What this task involves: Recast the lines of the records as a Markdown table with the columns "Row" and "Text", numbering each line in order and leaving out any blank lines. Begin at the line that contains "dark waterline on iceberg -> outlines" and stop after the line that contains "1110L626 1152L654 1185L719".

Dataset records:
· · ·
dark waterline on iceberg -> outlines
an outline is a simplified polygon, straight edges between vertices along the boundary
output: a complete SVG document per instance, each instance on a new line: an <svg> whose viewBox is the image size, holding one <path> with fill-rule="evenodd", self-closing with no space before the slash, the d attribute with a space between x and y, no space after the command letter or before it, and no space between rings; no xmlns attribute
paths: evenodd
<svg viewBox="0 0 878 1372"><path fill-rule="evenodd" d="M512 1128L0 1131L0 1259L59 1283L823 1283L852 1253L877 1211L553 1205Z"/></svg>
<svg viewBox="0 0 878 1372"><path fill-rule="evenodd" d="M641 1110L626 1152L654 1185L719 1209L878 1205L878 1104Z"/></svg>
· · ·
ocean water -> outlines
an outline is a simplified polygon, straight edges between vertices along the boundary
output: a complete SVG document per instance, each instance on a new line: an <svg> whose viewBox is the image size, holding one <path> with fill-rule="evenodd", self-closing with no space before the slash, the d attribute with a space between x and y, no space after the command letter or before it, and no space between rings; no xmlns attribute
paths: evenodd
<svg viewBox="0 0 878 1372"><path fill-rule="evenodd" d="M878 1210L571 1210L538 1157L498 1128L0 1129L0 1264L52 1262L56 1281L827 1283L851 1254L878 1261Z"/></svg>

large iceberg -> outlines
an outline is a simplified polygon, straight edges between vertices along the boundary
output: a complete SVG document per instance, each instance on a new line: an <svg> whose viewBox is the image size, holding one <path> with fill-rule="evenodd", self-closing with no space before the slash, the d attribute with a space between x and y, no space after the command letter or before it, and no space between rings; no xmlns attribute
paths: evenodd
· · ·
Output for this exercise:
| Row | Text |
|---|---|
| 1 | dark waterline on iceberg -> outlines |
| 2 | an outline is a simplified polygon, straight edges between vertices along the boundary |
| 3 | output: a complete SVG document per instance, each instance on a new line: an <svg> whose viewBox is the image size, holding one <path> with fill-rule="evenodd", self-closing with no space before the slash, the d attribute with a space between x and y, no space after the command letter or before it, and no space between rings; no xmlns attribute |
| 4 | paths: evenodd |
| 5 | <svg viewBox="0 0 878 1372"><path fill-rule="evenodd" d="M512 1128L0 1131L0 1259L59 1283L823 1283L852 1253L877 1211L553 1205Z"/></svg> |
| 6 | <svg viewBox="0 0 878 1372"><path fill-rule="evenodd" d="M641 1110L626 1152L654 1185L719 1209L878 1205L878 1104Z"/></svg> |